Texto para leitura:
----------------------------------------

21/09/2024 - 16:10
Eleitores do estado de Brandemburgo vão às urnas escolher novo governo local. Ultradireitista AfD aparece no topo das pesquisas, mas sigla do chanceler federal Scholz ainda mostra força no estado.A Alemanha será palco de mais uma eleição estadual neste domingo (22/09) que deve resultar em mais uma demonstração de força de siglas populistas antissistema: a ultradireitista Alternativa para a Alemanha (AfD) e a Aliança Sahra Wagenknecht – Razão e Justiça (BSW), um partido de esquerda com viés socialmente conservador criado em janeiro e que leva o nome da sua fundadora.
Pesquisas apontam que a AfD e a BSW, combinadas, devem conseguir reunir cerca de 40% dos votos em Brandemburgo, estado que rodeia a capital alemã, Berlim. O pleito ocorre três semanas depois de as duas siglas conseguirem quase 50% dos votos na Turíngia e 42% na vizinha Saxônia, dois estados que, assim como Brandemburgo, também ficam no Leste alemão.
No plano simbólico, a eleição em Brandemburgo pode marcar a segunda vez desde o fim da Segunda Guerra Mundial que um partido de ultradireita termina um pleito estadual alemão em primeiro lugar. A primeira vez ocorreu justamente há apenas três semanas, quando a AfD conquistou 32,8% dos votos na Turíngia.
No entanto, o pleito de Brandemburgo apresenta algumas diferenças em relação aos seus vizinhos no Leste. Na Saxônia e na Turíngia, as eleições locais marcaram um declínio para as três siglas centristas que compõem o a coalizão do governo federal liderada por Olaf Scholz: o Partido Social Democrata (SPD), os Verdes e o Partido Liberal Democrático (FDP, na sigla em alemão).
Mas, em Brandemburgo, o SPD de Scholz, apesar da impopularidade do governo federal, não deve sofrer um declínio significativo. Pelo contrário, deve manter sua bancada atual. No momento, o SPD aparece em segundo lugar nas pesquisas, com entre 25% e 27%, e tem diminuído nos últimos dias a desvantagem em relação à AfD, que aparece na liderança com 27 e 29% das intenções de voto.
Por outro lado, os verdes ainda devem encolher significativamente, enquanto os liberais são há uma década irrelevantes no estado.
Ainda que o SPD não esteja diante de uma crise iminente em Brandemburgo, para Scholz a eleição não é livre de riscos.
No caso de mau resultado não captado nas pesquisas, o revés provavelmente será colocado na conta do impopular chanceler federal – reprovado por 67% dos alemães – e adicionar ainda mais pressão sobre a fragilizada tríplice coalizão do governo federal. Vários membros do SPD não escondem que torcem para que o partido adote um caminho “Kamala no lugar de Biden” nas eleições federais de 2025 e substitua Scholz por outra figura.

----------------------------------------

Linhas:
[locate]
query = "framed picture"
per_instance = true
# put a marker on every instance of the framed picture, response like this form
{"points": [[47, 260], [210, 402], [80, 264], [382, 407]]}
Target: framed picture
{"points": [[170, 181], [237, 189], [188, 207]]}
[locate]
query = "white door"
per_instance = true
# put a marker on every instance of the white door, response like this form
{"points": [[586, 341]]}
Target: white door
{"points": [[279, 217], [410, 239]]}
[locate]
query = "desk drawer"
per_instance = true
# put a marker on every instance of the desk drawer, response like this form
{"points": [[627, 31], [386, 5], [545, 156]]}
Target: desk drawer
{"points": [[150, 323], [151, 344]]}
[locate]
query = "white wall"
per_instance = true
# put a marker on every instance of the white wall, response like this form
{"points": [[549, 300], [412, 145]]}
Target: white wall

----------------------------------------

Exercícios:
1. No texto sobre a eleição em Brandemburgo, qual percentual de votos a AfD conquistou na Turíngia?
2. Prossiga a redação do texto sobre a eleição em Brandemburgo a partir da última frase apresentada.
As linhas constituem um material à parte, independente do texto.

Respostas:
1. 32,8% dos votos.

2.
Caso o SPD consiga ultrapassar a AfD, a vitória provavelmente será creditada ao popular governador de Brandemburgo, o social-democrata Dietmar Woidke. Mas uma manutenção do status quo – o SPD é o partido mais votado no estado há mais de três décadas – pode trazer algum alívio para Scholz, que não deu sinais de que pretende desistir de disputar a Chancelaria novamente ano que vem.
Raio-X de Brandemburgo
Com pouco menos de 2,6 milhões de habitantes, Brandemburgo, assim como a Saxônia e a Turíngia, fica no território que compunha a antiga Alemanha Oriental comunista. Mais de 30 anos após a reunificação do país, essa região ainda apresenta padrões de votação distintos do restante da Alemanha, e nos últimos anos tem sido o principal reduto da ultradireita do país.
Apesar de ser meramente uma eleição local, as campanhas em Brandemburgo abordaram temas nacionais como política de imigração e a continuidade do auxílio alemão à Ucrânia, que são vistos de forma mais crítica por parte da população do Leste, onde há proporcionalmente menos estrangeiros e, segundo pesquisas, uma maior prevalência de opiniões favoráveis à Rússia. Pouco menos de 12% da população de Brandemburgo têm raízes imigrantes, em comparação com a média nacional de quase 30%.
Mas Brandemburgo também apresenta diferenças em relação a outros estados do Leste. Embora o estado tenha se deparado com problemas similares a de outros após a reunificação, Brandemburgo não sofreu o mesmo êxodo populacional como a Saxônia.
O estado ainda viu o renascimento de cidades, como a capital estadual, Potsdam, que se tornou um concorrido subúrbio para a classe média berlinense. Nos últimos anos, a economia estadual foi reforçada com a abertura do Aeroporto de Berlim-Brandemburgo e a inauguração de uma fábrica da Tesla, que rapidamente se tornou a maior empregadora privada do estado.
AfD mais uma vez em primeiro lugar?
Fundada em 2013, inicialmente como uma sigla eurocética de tendência liberal, a AfD rapidamente passou a pender para a ultradireita, especialmente após a crise dos refugiados de 2015-2016. Com posições radicalmente anti-imigração, membros que se destacam por falas incendiárias ou racistas, a legenda é rotineiramente acusada de abrigar neonazistas.
A AfD é especialmente forte no Leste. Em Brandemburgo, o partido elegeu seus primeiros deputados estaduais ainda em 2014 e em 2019 conquistou 23,5% dos votos. Neste pleito, a AfD aparece com até 29% das intenções de voto.
O diretório da AfD em Brandemburgo é liderado por Hans-Christoph Berndt, um dentista de 68 anos. Antes de entrar para a AfD em 2018, ele foi cofundador de uma associação chamada Zukunft Heimat (Pátria Futura), que organiza protestos contra refugiados e que é vigiada como extremista por autoridades policiais, que apontaram a influência de neonazistas no grupo.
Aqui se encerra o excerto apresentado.